-- Material for this task start --

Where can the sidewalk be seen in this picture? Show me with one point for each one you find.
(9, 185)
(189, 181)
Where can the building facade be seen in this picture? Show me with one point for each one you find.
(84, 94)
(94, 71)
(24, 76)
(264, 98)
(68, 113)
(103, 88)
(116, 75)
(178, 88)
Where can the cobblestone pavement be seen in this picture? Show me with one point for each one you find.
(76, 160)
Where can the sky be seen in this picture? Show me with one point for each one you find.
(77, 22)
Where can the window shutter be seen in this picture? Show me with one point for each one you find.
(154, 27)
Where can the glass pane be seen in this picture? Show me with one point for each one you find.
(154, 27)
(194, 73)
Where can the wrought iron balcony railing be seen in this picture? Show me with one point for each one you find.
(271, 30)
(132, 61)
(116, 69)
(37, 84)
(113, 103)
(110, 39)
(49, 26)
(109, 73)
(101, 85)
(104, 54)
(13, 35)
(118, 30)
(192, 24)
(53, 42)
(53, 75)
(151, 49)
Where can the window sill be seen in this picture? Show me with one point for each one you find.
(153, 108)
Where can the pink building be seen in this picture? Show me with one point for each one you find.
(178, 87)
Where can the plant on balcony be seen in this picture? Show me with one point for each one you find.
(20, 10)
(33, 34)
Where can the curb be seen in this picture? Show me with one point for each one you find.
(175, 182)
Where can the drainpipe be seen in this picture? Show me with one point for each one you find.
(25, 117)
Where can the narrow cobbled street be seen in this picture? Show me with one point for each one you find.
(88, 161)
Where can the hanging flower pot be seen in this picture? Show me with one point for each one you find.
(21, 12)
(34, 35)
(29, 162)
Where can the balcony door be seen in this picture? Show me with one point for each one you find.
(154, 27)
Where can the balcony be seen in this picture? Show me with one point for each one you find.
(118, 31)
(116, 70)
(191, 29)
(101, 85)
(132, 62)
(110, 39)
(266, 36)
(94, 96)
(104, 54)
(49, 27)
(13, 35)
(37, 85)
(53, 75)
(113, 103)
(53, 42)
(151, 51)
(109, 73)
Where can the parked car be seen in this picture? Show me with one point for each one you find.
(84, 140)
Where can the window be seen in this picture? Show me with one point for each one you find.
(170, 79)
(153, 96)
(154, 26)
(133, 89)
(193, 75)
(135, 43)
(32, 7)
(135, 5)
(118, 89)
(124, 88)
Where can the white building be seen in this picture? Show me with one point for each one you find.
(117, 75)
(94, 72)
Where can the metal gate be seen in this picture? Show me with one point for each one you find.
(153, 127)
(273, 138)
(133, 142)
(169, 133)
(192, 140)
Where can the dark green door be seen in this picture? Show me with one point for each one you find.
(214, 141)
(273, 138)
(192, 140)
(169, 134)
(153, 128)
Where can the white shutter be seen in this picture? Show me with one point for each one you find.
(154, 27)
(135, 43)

-- Material for this task end --
-- Material for this task start --

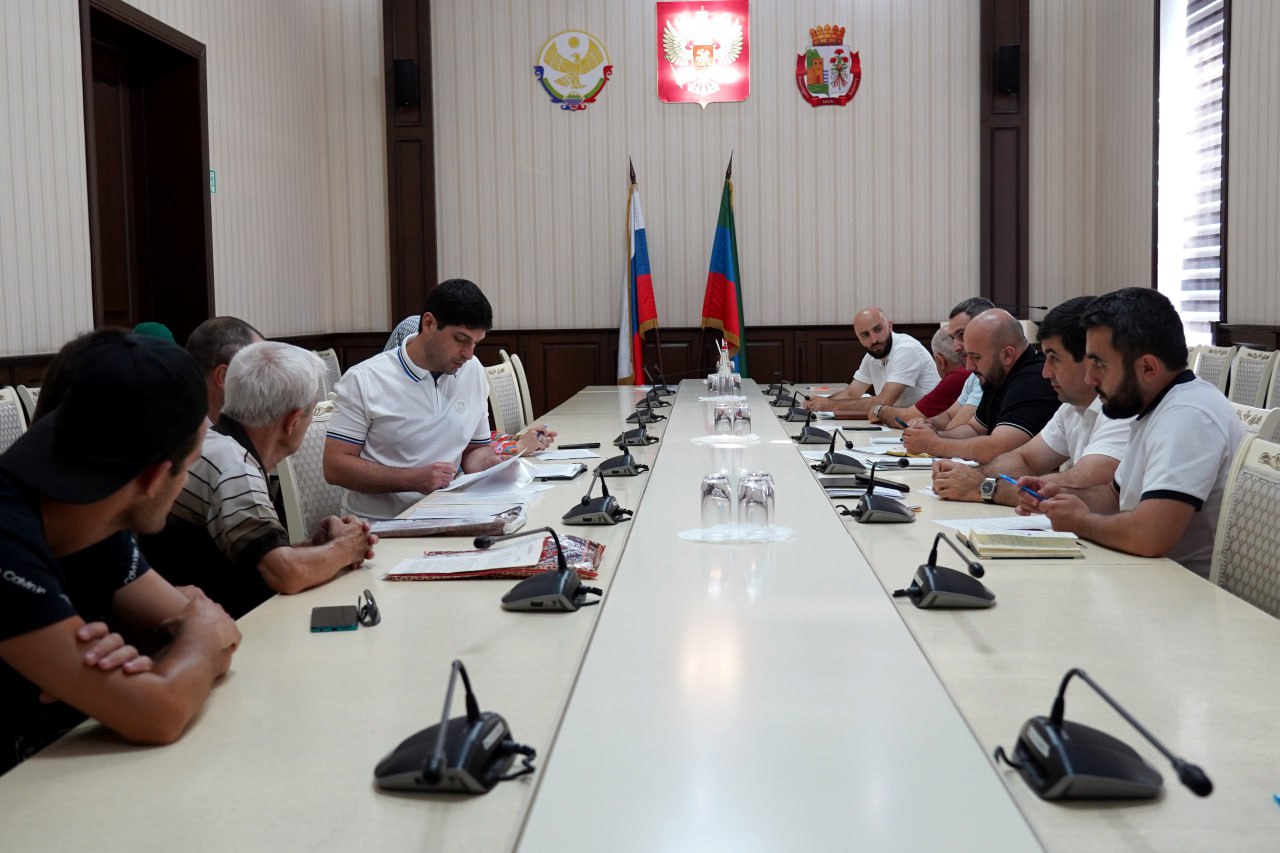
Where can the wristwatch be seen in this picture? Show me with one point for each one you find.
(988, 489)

-- Material for this task end --

**Work to be completed**
Count the lines in the material above that contain the string "window", treating uppercase and lowercase as different, and reply with the number only.

**Reply**
3